## Given problem A
In the page on the end-to-end data and ML flow, which website does the Stage 1 ingestion scrape?
## Given problem B
Pick up the page on the end-to-end data and ML flow right after its Stage 2 heading, and write that stage in the same attribute-and-detail layout as Stage 1.

## Document
◆ ◆ ◆ ◆ ◆ ◆ ◆
End-to-End Data & ML Flow
This page describes the system lifecycle from raw data to monitored predictions.
Each stage includes: trigger, inputs, outputs, validation gates, failure/recovery, and idempotency notes.
Overview Diagram
flowchart TB
A[Airflow Schedule] -->|HTTP trigger| B[FastAPI + Celery]
B -->|browser session| C[Selenoid]
C -->|scraped data| D[PostgreSQL]
D -->|DVC export| E[MinIO — data/raw]
E -->|GE: validate_raw| F[Preprocessing]
F -->|GE: validate_finished/future| G[Feature Engineering]
G -->|GE: validate_features| H[Temporal Split]
H --> I[Train / Tune / Calibrate]
I --> J[MLflow Registry]
J -->|model_uri| K[FastAPI Inference]
K -->|cache check/write| L[Redis]
K --> M[Prometheus]
Stage 1 — Data Ingestion (Scraping → PostgreSQL)
Attribute
Detail
Trigger
Airflow DAG on configurable schedule
Input
Airflow calls POST /scrape on FastAPI; task enqueued to RabbitMQ api queue
Processing
celery-worker-api drives headless browser via Selenoid; scrapes WhoScored.com; normalizes records
Output
Canonical match records in PostgreSQL
Gates
None at input; GE validate_raw applied after export
Failure
Celery retry with backoff; Airflow DAG marked failed; data gap logged; no data loss for previous runs
Recovery
Airflow backfill once source recovers; manual trigger via airflow dags trigger
Idempotency
Upsert logic with dedup keys in PostgreSQL; safe to replay
Status
✅ Implemented
Stage 2 — Raw Export (PostgreSQL → MinIO → DVC)
◆ ◆ ◆ ◆ ◆ ◆ ◆
## Information given
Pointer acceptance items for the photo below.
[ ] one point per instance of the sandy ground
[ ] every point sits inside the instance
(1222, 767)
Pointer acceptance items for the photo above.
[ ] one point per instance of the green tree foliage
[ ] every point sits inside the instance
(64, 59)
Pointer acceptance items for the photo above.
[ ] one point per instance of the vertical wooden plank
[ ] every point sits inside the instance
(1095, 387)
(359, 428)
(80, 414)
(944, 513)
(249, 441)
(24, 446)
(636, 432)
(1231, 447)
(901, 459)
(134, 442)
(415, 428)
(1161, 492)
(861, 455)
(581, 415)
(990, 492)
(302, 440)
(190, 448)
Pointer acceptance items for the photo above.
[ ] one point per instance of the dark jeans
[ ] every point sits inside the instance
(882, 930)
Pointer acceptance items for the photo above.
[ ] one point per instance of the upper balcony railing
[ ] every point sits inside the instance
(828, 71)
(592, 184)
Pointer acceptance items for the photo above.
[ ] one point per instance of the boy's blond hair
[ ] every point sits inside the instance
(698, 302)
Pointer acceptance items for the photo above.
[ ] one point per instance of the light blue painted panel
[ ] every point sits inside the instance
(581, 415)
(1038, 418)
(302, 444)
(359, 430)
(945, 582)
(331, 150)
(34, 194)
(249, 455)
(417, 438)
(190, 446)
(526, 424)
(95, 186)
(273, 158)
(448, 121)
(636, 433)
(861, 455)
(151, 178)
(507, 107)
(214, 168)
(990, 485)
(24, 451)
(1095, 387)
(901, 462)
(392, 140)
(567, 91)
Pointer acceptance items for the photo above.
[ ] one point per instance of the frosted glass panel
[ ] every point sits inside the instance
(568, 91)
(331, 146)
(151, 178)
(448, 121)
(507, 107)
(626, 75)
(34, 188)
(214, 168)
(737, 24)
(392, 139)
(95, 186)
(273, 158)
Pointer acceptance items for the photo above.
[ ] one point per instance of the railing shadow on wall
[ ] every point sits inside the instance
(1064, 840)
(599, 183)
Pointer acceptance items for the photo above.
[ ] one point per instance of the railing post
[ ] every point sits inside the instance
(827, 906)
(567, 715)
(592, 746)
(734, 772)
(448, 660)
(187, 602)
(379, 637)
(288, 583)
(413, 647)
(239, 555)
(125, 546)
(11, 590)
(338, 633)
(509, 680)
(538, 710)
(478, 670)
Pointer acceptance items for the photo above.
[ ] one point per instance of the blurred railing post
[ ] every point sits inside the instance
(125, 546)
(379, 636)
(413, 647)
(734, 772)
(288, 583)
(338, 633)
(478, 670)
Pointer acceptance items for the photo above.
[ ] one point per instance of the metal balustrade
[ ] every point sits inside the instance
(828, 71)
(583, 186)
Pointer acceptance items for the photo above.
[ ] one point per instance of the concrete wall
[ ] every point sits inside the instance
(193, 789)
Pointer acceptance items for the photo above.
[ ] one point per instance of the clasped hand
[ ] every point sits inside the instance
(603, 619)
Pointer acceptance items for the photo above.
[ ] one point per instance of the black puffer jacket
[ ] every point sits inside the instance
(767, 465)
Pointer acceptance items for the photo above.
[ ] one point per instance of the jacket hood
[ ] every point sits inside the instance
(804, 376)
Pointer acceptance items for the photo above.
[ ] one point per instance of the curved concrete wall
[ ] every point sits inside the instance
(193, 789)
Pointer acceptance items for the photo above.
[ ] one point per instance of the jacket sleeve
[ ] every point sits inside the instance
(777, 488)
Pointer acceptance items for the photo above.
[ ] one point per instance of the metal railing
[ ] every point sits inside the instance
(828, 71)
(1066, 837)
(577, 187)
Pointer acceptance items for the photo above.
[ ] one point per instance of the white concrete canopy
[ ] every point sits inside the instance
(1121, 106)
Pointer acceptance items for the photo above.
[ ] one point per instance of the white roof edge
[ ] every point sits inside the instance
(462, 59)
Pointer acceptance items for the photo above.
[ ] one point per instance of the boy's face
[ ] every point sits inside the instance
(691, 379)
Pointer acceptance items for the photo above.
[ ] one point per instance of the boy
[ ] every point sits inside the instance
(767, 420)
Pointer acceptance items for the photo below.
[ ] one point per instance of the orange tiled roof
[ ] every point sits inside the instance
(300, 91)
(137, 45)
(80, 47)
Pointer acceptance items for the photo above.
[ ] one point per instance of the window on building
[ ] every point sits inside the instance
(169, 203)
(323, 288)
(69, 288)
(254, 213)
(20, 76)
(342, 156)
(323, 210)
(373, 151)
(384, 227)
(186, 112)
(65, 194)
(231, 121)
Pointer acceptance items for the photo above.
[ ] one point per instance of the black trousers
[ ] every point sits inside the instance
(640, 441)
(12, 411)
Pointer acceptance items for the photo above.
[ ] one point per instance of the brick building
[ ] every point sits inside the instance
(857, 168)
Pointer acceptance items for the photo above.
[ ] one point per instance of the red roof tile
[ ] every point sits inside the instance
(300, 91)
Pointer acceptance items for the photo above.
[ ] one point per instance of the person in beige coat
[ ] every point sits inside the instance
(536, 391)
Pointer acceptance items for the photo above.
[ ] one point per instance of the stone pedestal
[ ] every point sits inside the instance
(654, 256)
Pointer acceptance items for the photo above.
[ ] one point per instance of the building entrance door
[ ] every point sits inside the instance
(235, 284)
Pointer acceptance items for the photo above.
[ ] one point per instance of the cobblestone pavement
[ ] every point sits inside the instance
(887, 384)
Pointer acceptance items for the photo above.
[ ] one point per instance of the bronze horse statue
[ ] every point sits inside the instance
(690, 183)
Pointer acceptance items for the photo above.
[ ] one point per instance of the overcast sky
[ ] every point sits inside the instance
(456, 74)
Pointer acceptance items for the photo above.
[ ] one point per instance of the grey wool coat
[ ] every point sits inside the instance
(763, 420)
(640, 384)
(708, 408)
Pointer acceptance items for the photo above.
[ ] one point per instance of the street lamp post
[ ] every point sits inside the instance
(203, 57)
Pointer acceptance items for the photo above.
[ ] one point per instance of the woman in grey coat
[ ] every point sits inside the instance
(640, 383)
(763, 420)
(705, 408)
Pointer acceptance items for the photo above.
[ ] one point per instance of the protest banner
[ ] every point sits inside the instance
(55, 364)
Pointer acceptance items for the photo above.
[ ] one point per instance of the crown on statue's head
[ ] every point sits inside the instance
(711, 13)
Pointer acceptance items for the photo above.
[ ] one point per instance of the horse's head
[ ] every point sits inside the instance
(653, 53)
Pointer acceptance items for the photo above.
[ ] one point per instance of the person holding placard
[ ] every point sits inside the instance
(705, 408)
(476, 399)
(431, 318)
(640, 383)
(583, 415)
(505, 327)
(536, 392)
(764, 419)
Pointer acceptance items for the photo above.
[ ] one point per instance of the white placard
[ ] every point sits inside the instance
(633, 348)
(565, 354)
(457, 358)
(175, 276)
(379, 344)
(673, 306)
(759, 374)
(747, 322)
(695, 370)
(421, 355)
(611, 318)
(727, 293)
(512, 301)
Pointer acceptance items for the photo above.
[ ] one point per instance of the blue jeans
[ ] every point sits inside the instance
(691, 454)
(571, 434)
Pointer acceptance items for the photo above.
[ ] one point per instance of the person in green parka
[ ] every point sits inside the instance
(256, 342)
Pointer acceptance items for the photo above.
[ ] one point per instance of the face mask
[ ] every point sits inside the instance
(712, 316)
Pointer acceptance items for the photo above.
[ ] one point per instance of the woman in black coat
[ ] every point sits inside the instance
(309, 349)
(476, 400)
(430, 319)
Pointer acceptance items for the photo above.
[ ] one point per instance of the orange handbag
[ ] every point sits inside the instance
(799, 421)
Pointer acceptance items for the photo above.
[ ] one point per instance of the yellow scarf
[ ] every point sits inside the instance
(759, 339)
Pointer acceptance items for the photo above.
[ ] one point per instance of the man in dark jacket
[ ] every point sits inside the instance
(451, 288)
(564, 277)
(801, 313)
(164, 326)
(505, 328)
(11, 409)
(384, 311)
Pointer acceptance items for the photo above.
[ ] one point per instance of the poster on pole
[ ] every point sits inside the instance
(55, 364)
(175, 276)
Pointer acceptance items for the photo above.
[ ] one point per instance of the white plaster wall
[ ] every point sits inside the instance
◆ ◆ ◆ ◆ ◆ ◆ ◆
## Exercise response A
WhoScored.com

## Exercise response B
Attribute
Detail
Trigger
DVC stage load_data_from_sources; triggered by dvc repro (manual or CI)
Input
PostgreSQL canonical tables
Output
data/raw/*.parquet (DVC-tracked, content-addressed in MinIO)
Gates
DVC output hash check (stage only re-runs if deps change)
Failure
DVC stage exits non-zero; pipeline blocked at this stage
Recovery
Fix DB connectivity or MinIO credentials; re-run dvc repro load_data_from_sources
Idempotency
DVC content-addressing; identical input → identical output hash
Status
✅ Implemented
Stage 3 — Raw Validation (Great Expectations)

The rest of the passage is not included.